◆ **WRITTEN PROBLEM**: Could you return, verbatim, the lines of the items below from the line holding "For every instance of the green" through the line holding "pixel 208 176", both included?

◆ **EXTRACTED RECORDS**:
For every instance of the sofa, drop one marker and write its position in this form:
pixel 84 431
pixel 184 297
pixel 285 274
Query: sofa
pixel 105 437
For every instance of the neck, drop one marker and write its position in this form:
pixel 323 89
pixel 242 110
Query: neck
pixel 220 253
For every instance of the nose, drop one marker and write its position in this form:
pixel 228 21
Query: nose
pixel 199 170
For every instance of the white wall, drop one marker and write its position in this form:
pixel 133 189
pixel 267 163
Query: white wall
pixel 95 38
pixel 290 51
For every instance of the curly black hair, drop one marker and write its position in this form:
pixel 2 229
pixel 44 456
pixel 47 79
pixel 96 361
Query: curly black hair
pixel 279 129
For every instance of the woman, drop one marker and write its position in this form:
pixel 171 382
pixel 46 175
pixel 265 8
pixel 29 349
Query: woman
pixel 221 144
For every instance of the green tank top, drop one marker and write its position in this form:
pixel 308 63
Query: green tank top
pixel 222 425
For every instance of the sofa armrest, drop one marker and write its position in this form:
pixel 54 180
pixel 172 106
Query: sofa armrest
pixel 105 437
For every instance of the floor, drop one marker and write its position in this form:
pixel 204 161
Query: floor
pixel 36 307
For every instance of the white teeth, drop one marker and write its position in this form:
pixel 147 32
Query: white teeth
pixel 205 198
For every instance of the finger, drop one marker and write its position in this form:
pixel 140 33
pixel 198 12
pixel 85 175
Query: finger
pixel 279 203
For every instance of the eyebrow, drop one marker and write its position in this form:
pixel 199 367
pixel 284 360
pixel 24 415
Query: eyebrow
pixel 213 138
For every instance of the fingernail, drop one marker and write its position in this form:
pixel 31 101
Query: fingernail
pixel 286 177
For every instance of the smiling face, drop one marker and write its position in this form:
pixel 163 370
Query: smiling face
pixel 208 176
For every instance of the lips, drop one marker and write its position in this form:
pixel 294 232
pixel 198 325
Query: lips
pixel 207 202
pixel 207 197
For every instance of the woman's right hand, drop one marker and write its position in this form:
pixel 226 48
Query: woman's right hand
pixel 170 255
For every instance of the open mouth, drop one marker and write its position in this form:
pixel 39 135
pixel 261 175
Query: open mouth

◆ **COMPLETED EXERCISE**:
For every instance of the green tank top, drop one marker and write its position in this form:
pixel 308 63
Query: green tank top
pixel 222 425
For every instance of the sofa armrest, drop one marker and write its position in this form:
pixel 54 180
pixel 172 106
Query: sofa armrest
pixel 105 437
For every instance of the floor, drop one marker and write its position in this form:
pixel 204 161
Query: floor
pixel 36 307
For every instance of the white teeth, drop one marker and write its position in this form:
pixel 147 32
Query: white teeth
pixel 205 198
For every instance of the finger, drop one marker and write its position in this form:
pixel 140 33
pixel 198 12
pixel 85 175
Query: finger
pixel 279 203
For every instance of the eyebrow, drop one marker and write its position in this form:
pixel 199 367
pixel 284 360
pixel 24 415
Query: eyebrow
pixel 213 138
For every instance of the fingernail, drop one marker and write its position in this form:
pixel 31 101
Query: fingernail
pixel 286 177
For every instance of the smiling face, drop one marker and write its position in this form:
pixel 163 370
Query: smiling face
pixel 208 176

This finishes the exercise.